▶ [Supplied passage]
- - -

Once the earth was sheathed in glaciers. Now we're racked by seemingly endless wildfires.

Published: November 6, 2020

Last Updated: 20 months ago

Our short lives on earth make it easy to think the natural world is nice and stable. We cycle through the seasons. Maybe a few storms sweep through. Otherwise, left to its own devices, earth is a steady thing. Right?

Not quite. The world—its climate included—is always shifting and changing. The earth wobbles on its axis, receiving more sunlight or less. The amount of carbon in the air naturally fluctuates, causing warmer and cooler periods.

Last Glacial Maximum

This was the apex of the last ice age, so, of course, the world was much cooler, probably between 3 and 5 degrees colderthan today. Glacial ice sheets reached down from the Arctic, extending as far south as Germany in Europe and New York City in North America. (And much further south, many mountains were capped with glaciers, too.) But a slight shift in the tilt of the earth's axis meant that more sunlight began to reach the poles. The world slowly began to warm, causing glaciers to retreat.

20,000 years ago

Younger Dryas

After an extended period of increasing temperatures, the climate cooled slightly. It stayed cool for roughly a thousand years. (The name of the period comes from the white dryas, an Arctic wildflower that, found buried in ancient sediment, has helped us understand past climatic conditions.)

Scientists believe the Younger Dryas may have been launched by shifts in ocean currents. In some places, the drop in temperature was large—as much as 14°C. On other parts of the globe, though, temperature increased. These sorts of complex changes are typical; indeed, after the Younger Dryas it becomes difficult to generalize about global climate change.

13,000 years ago

The Holocene Begins

Geologists call our current era the Holocene, and it started roughly 11,500 years ago. It was at first a relatively warm period, and, overall, the climate has been fairly stable. Still, from place to place, the behavior of the climate has varied, for all kinds of reasons—solar activity, volcanoes, shifts in the relationship between the ocean and the atmosphere.
11,500 years ago

Glacial activity in the Sierra Nevada helped scientists identify the period of Neoglaciation.

Credit: F Cary Snyder on Unsplash

Neoglaciation

After an extended warm period, the climate cooled and glaciers began to advance again. The Neoglacial period lasted roughly a thousand years, though its precise borders are hard to define, in part because there were still substantial regional oscillations in temperature and precipitation.

3,000 years ago

Medieval Warm Period

Based on both botanical and historical records, it appears that an extended era of warm weather arrived in the North Atlantic 1,200 years ago, perhaps due to increased solar activity. Some researchers credit this warmer weather with causing cultural flourishing across the globe.
A.D. 800-1500

Little Ice Age

After that nice period of warmth, the planet cools again. (Note that the Medieval Warm Period and the Little Ice Age overlap: that, again, is because the climate's behavior has varied from place to place.)

The existence of both the Medieval Warm Period and the subsequent Little Ice Age has sparked controversy, in part because a naturally warmer era has been cited as evidence that current climate change might not be human caused. There is one difference between these events and the current warming, though: they tended to be scattered, happening in different times in different places, rather than the globally synchronized increase in temperature we're seeing today.

1350-1850

"Global Cooling"

- - -

▶ [Extracted information]
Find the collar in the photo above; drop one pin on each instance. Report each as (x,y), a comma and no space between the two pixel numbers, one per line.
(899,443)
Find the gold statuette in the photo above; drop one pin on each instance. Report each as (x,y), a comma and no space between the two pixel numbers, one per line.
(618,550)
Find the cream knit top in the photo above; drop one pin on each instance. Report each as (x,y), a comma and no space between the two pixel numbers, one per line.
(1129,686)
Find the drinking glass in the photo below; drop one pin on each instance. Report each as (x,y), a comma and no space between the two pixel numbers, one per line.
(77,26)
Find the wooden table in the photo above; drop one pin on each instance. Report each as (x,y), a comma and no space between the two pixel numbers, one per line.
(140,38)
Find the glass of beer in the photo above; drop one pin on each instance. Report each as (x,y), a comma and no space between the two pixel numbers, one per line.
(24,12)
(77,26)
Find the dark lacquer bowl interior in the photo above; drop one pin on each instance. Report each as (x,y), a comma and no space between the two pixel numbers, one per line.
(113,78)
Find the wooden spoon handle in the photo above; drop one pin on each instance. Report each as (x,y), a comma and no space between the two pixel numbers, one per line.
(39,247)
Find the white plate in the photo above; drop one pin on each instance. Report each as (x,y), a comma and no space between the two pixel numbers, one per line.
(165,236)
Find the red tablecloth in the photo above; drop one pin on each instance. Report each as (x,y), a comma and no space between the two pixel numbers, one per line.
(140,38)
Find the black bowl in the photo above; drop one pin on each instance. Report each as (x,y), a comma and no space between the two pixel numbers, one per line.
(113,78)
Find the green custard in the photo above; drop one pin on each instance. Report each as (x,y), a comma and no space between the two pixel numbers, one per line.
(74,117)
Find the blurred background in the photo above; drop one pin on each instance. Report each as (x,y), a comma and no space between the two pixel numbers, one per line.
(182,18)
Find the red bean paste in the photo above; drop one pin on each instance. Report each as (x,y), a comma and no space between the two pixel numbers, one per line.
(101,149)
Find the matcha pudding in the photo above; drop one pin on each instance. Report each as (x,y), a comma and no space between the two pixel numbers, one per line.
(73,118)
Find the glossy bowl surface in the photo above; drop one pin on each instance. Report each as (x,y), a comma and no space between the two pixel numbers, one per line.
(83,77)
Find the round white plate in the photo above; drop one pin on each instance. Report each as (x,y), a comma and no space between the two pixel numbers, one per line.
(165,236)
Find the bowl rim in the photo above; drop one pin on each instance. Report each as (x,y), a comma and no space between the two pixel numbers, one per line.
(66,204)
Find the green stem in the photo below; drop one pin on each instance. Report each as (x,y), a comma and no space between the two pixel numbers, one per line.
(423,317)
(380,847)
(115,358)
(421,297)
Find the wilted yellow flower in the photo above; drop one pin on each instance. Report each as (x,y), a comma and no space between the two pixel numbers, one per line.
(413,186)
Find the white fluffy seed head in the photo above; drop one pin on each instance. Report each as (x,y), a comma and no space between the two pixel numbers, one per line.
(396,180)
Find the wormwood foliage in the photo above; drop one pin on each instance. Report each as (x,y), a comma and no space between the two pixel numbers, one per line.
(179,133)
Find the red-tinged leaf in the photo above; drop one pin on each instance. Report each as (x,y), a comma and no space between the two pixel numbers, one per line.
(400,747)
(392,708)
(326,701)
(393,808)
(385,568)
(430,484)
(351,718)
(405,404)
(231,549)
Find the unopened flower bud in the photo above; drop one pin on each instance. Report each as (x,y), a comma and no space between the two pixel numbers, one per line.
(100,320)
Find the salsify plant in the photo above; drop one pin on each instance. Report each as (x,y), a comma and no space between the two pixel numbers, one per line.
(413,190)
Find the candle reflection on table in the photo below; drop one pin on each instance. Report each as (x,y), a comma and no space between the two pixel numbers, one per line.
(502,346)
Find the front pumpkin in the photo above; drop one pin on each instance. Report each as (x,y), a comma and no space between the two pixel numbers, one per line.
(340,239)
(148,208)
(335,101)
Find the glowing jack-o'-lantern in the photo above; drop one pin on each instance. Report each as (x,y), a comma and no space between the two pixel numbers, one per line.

- - -

▶ [Goal of the exercise] Please write out part of the climate history passage, beginning at the words "20,000 years ago" and stopping after "global climate change.". The rows are separate from the climate history passage.

▶ [The answer]
20,000 years ago

Younger Dryas

After an extended period of increasing temperatures, the climate cooled slightly. It stayed cool for roughly a thousand years. (The name of the period comes from the white dryas, an Arctic wildflower that, found buried in ancient sediment, has helped us understand past climatic conditions.)

Scientists believe the Younger Dryas may have been launched by shifts in ocean currents. In some places, the drop in temperature was large—as much as 14°C. On other parts of the globe, though, temperature increased. These sorts of complex changes are typical; indeed, after the Younger Dryas it becomes difficult to generalize about global climate change.